(Beginning of Supplied material)
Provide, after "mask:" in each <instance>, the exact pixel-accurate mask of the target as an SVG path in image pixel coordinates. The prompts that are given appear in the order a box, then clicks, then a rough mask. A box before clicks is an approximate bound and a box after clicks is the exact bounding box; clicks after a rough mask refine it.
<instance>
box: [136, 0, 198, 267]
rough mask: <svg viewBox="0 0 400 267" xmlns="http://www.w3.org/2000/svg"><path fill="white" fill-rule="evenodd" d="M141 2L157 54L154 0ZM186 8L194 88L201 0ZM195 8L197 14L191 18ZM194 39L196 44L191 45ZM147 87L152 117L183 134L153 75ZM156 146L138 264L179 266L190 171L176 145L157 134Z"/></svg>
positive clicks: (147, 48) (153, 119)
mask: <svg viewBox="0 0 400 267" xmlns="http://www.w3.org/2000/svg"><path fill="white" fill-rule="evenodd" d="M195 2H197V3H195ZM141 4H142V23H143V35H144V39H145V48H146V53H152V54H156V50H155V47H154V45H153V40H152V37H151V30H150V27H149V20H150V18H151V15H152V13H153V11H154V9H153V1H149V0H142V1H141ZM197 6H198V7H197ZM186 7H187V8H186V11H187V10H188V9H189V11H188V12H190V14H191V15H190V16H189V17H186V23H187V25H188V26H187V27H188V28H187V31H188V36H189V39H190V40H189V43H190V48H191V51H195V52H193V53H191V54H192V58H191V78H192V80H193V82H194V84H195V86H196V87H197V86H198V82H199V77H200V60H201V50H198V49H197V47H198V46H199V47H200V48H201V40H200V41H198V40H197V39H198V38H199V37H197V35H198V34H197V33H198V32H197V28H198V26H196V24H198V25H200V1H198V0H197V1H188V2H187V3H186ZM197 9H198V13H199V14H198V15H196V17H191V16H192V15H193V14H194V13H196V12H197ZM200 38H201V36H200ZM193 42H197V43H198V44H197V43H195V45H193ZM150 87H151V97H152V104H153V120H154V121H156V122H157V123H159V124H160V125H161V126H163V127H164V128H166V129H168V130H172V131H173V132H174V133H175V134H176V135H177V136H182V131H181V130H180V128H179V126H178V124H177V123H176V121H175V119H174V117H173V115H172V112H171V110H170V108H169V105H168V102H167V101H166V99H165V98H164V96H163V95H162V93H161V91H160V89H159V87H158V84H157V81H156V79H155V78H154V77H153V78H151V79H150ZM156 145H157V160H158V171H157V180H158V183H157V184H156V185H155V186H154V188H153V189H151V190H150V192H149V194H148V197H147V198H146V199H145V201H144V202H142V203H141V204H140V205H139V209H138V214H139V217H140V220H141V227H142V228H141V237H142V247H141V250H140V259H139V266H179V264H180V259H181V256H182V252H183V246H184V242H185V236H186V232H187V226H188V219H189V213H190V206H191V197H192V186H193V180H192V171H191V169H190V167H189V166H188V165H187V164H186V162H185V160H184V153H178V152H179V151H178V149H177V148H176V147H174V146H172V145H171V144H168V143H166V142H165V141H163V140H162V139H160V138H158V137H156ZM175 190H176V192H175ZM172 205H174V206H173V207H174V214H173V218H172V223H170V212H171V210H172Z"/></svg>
(End of Supplied material)
(Beginning of Supplied material)
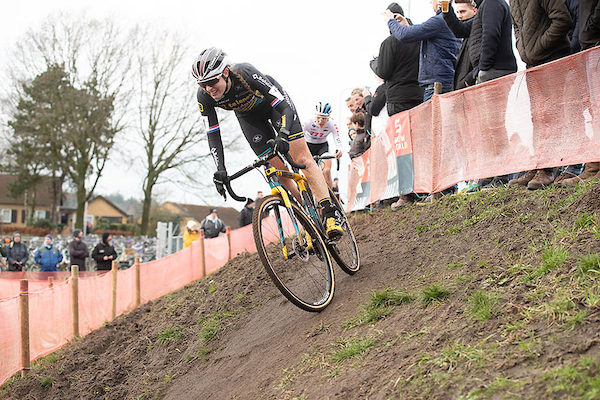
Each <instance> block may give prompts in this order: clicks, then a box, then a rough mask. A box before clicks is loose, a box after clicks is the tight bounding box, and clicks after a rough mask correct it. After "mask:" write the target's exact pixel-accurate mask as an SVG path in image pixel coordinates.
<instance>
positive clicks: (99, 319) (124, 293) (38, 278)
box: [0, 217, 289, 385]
(End of Supplied material)
(Beginning of Supplied material)
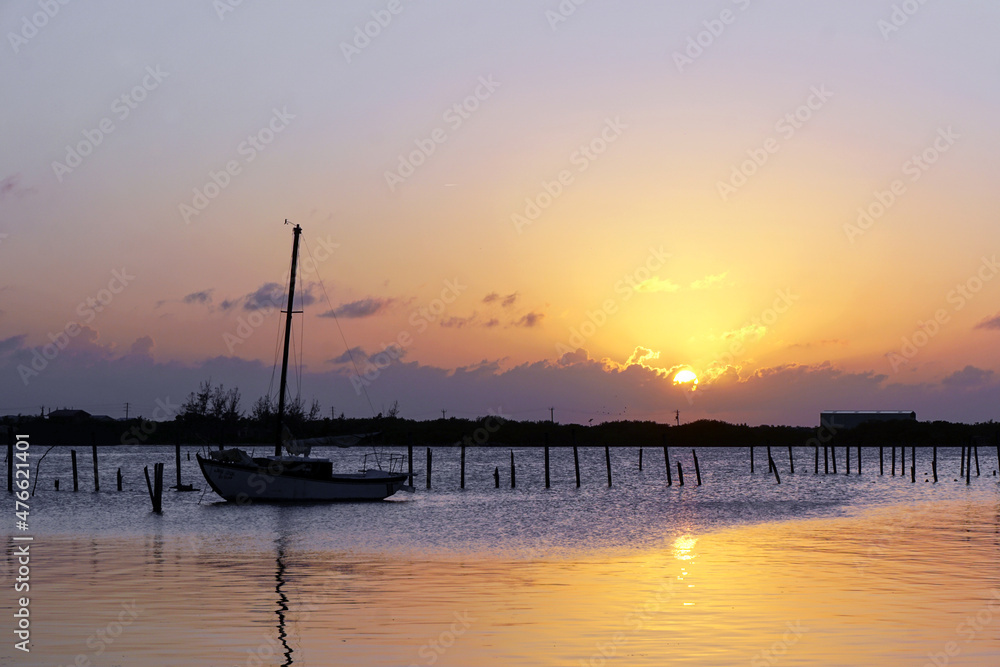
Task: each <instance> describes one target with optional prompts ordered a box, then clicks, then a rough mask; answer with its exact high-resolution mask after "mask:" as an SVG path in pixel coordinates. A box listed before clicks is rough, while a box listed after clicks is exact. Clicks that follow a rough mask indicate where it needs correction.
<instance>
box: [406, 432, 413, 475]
(End of Supplied material)
Work request>
Put the lines of the records from the line with "Each <instance> block" up to and including the line with "box: [0, 217, 289, 385]" into a Markdown table with the columns Row and Line, leaving out any blank lines.

Task response>
| Row | Line |
|---|---|
| 1 | Each <instance> block may give prompts in this order: clicks, then a box, then a rough mask. A box before clicks is loose, a box after clicks is the tight bounding box, and clicks after a rough mask correct it. After "mask:" write the target's exact pixel-accurate mask as an SVG path in image pixel coordinates. |
| 2 | <instance> |
| 3 | positive clicks: (99, 319) (124, 293) (38, 278) |
| 4 | box: [0, 217, 289, 385] |